TASK BRIEF
Copy out the entries below with every "Reviewer note" swapped for "Annotator note" and nothing else altered, leaving the pictures out.

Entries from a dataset
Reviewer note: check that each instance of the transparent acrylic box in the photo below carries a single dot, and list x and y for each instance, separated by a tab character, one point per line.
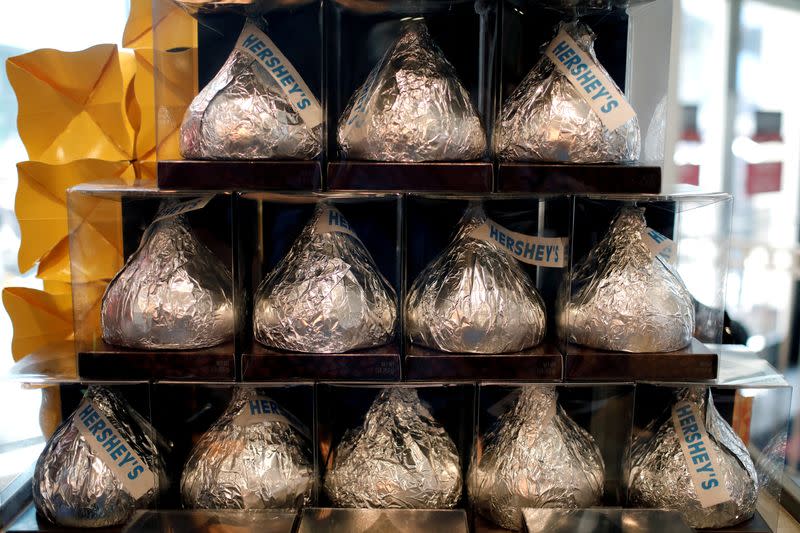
633	43
604	410
431	222
270	224
696	227
107	223
181	73
195	407
359	34
342	408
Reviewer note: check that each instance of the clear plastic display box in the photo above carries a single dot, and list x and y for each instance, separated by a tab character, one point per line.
547	442
320	279
411	127
403	445
261	125
471	266
254	440
632	42
748	427
645	288
332	520
152	283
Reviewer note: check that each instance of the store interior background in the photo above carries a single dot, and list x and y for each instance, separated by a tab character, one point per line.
735	127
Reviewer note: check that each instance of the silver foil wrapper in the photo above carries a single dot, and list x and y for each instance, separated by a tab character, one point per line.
657	475
243	114
623	298
172	293
546	119
325	296
253	457
73	486
474	298
535	456
400	458
412	107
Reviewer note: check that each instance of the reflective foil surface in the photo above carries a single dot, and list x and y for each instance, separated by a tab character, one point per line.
172	293
535	456
74	487
243	114
325	296
657	474
400	458
546	119
474	298
412	107
623	298
255	462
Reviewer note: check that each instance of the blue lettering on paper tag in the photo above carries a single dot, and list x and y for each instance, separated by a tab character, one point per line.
593	84
700	457
116	453
531	249
257	45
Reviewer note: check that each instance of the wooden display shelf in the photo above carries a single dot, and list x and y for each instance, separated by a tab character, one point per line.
553	178
106	362
540	363
693	363
459	176
382	363
257	175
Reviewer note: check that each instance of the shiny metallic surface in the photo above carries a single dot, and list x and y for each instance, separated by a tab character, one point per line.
258	464
535	456
74	487
412	107
325	296
623	298
657	475
400	458
474	298
243	114
546	119
172	293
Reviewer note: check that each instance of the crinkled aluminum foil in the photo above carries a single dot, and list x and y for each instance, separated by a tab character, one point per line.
622	298
657	474
412	107
326	296
251	463
546	119
243	114
474	298
535	456
401	458
172	293
74	487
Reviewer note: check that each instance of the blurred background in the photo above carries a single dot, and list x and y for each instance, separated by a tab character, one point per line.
738	130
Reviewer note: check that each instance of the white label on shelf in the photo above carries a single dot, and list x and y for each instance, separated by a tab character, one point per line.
539	251
332	221
591	81
257	45
107	443
179	208
264	409
660	246
700	457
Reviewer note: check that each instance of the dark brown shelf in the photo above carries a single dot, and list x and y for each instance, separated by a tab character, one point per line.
240	175
107	362
375	364
540	363
459	176
568	178
694	363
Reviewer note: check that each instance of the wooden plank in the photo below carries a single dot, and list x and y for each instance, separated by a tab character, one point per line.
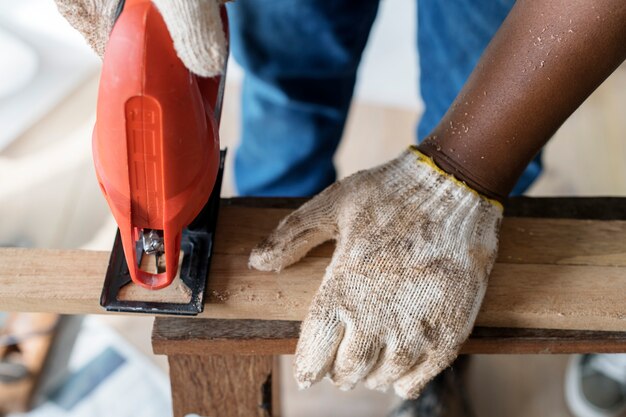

WRITTEN ANSWER
Annotator note: check that each instance of the transparent acrylic box in the photo below carries a single dot, and list x and y for each instance, separated by a tab character, one point per line.
633	43
604	410
431	222
270	224
696	227
107	223
181	73
195	407
359	34
342	408
Annotator note: check that each instance of the clear plastic display box in the photo above carries a single dot, and list x and y for each instance, separated by a tab character, one point per line.
547	442
320	279
411	127
403	445
261	125
471	266
254	440
632	42
748	427
645	288
332	520
152	283
Annotator note: check that each instance of the store interior background in the photo above carries a single dot, and list x and y for each instance, separated by a tab character, one point per line.
735	127
Annotator note: check that each instance of the silver foil wrapper in the photo above carries a single dot, and list x and y for each instance, separated by a tab character, one point per line.
657	475
243	114
623	298
172	293
546	119
325	296
253	457
73	486
474	298
535	456
400	458
412	107
Annotator note: check that each instance of the reflective foil surface in the photo above carries a single dot, and list x and y for each instance, separated by a tab character, one point per line.
172	293
535	456
74	487
243	114
325	296
657	474
400	458
546	119
474	298
412	107
623	298
255	462
Annotator note: check that each instance of the blue lettering on paper tag in the photo above carries a single dot, and list x and y for each instance, separated by a tab character, one point per line.
593	84
700	457
116	453
531	249
257	45
Annotator note: check that each instance of the wooden display shelf in the photo above carries a single dot, and list x and y for each instance, separated by a tab character, one point per line.
553	178
106	362
540	363
693	363
459	176
382	363
257	175
Annotator note: check that each instance of the shiny metallic surface in the photo above carries a single dot, and list x and y for each instance, separated by a tab character, one point per line.
258	464
535	456
74	487
412	107
325	296
623	298
657	475
400	458
474	298
243	114
546	119
172	293
Annotator note: check that each instance of the crinkled aluminum foil in the photo above carries a single dot, and list x and y for each instance, separated by a tab character, one point per line.
622	298
657	474
412	107
326	296
251	463
546	119
243	114
474	298
535	456
401	458
172	293
74	487
Annotator note: check that each instance of the blurred background in the photo above carries a single dot, and list x and y for each instance, separated by a tab character, one point per line.
738	130
Annotator note: check that each instance of the white label on shelf in the photo above carries a single dot, and list x and y for each instance, separated by a tab character, one point per line.
539	251
332	221
591	81
257	45
107	443
179	208
264	409
660	246
700	457
Annotator note: check that each instance of the dark brown shelf in the photo above carries a single dot, and list x and y for each instance, separated by a tab character, one point per line.
240	175
107	362
375	364
540	363
459	176
568	178
694	363
Annotator note: check that each instance of the wooden plank in the photo below carries a single dot, and list x and y for each instance, separated by a tab character, one point per line.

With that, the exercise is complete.